══ Excerpted passage ══

Review of Research Study Pertinent to ADHD Coaching

Prevatt, F., Lampropoulos, G. K., Bowles, V., and Garrett, L. (2011). The use of between session assignments in ADHD coaching with college students.

Journal of Attention Disorders, January 2011; vol. 15, 1: pp. 18-27., first published on December 17, 2009 


In 2011, a number of articles in the Journal of Attention Disorders addressed issues pertinent to coaching college students. These topics included time-estimation, study habits, self-concept, and resilience and well-being. One article addressed an important tool for coaches: the value of between session assignments (BSA) in predicting outcomes of treatment. This study examined the use of BSA in “coaching” for 13 college students with ADHD.

Brief Overview:

In the psychology field, some research suggests that compliance with between session assignments (BSA) predicts outcomes of treatment.

Method: This small study examined the use of BSA for 13 college students with ADHD in a university setting, participating in a program of 8 sessions of structured coaching, a process defined by Swarts and colleagues (2005). Sessions were held with supervised psychology doctoral students.

Measures: These doctoral students, referred to as coaches in the study, rated clients on motivation and functioning both before and after the series of sessions. At the end of the 8 weeks of coaching, these coaches also completed a coaching outcome form, developed for the study, for each client.

Outcomes: Most frequently utilized BSA areas included studying for courses, time management, organizational skills, healthy lifestyle choices, and social activities. Coaches reported quite variable compliance with BSA, despite their apparent use in helping clients with problem areas. Clients who paid for their own coaching, males, and clients whose therapists put BSA in writing were more likely to put time into the BSA although those characteristics did not predict coaching outcomes. Barriers to completing BSA included forgetfulness, lack of time, lack of motivation, fear or avoidance, and lack of ability. The primary factor accounting for improved client motivation and functioning over the course of the 8 weeks was found to be a client’s motivation to please parents.

═══

Explore the material:
A: In the ADHD coaching study review, what was the primary factor behind improved client motivation and functioning over the 8 weeks?
B: Do these statements agree with the ADHD coaching study review? Answer yes or no for each, quoting the deciding words. (i) The study involved 13 college students with ADHD. (ii) Clients who paid for their own coaching had better coaching outcomes. (iii) Coaches reported consistent compliance with BSA.
C: Pick up the ADHD coaching study review at its final sentence and keep writing.
These records come from a separate source.

══ Given information ══

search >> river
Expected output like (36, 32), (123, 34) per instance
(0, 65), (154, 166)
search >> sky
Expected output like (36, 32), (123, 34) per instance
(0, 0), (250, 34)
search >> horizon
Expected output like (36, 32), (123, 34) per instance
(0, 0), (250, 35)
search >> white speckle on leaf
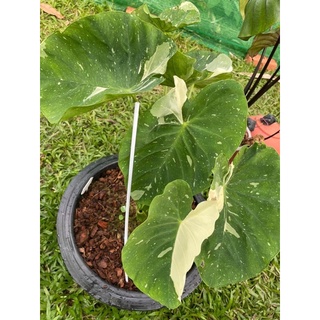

═══

Task-by-task results:
A: A client's motivation to please parents.

B:
(i) Yes: "This study examined the use of BSA in “coaching” for 13 college students with ADHD."
(ii) No: "although those characteristics did not predict coaching outcomes"
(iii) No: "Coaches reported quite variable compliance with BSA"

C:
Some Strengths and Limitations of this Study:


  • This study explores a topic of great importance in ADHD coaching: the use of between session assignments for clients.


  • The coaching was done by psychologists, and it is not clear how this might differ from coaches working with clients. In particular, the flexibility of coaching to design a process tailored to each individual might impact outcomes.
  • As the researchers acknowledge, the very small sample size (number of participants) means that, statistically, correlations appearing not to be significant in this study might appear more notable were a larger group of clients involved. So, these findings cannot be considered definitive or complete.
  • Further, it is not known whether the measures (tools used to quantify a concept — in this case, ratings of function and motivation before and after the eight sessions and an outcome form completed after the sessions) used to quantify motivation and progress are actually valid measures of those concepts.
  • Additionally, this study only examined functioning, motivation and outcomes from the coaches perspectives. Examining the role of BSA and other variables on progress from the clients’ perspectives might have yielded other findings, as well as better acknowledged the client as the center of the coaching model.

Possibilities for Putting this Research into Practice:

  • Putting between session assignments (BSA) in writing for clients may improve the likelihood that clients will follow-through with these actions.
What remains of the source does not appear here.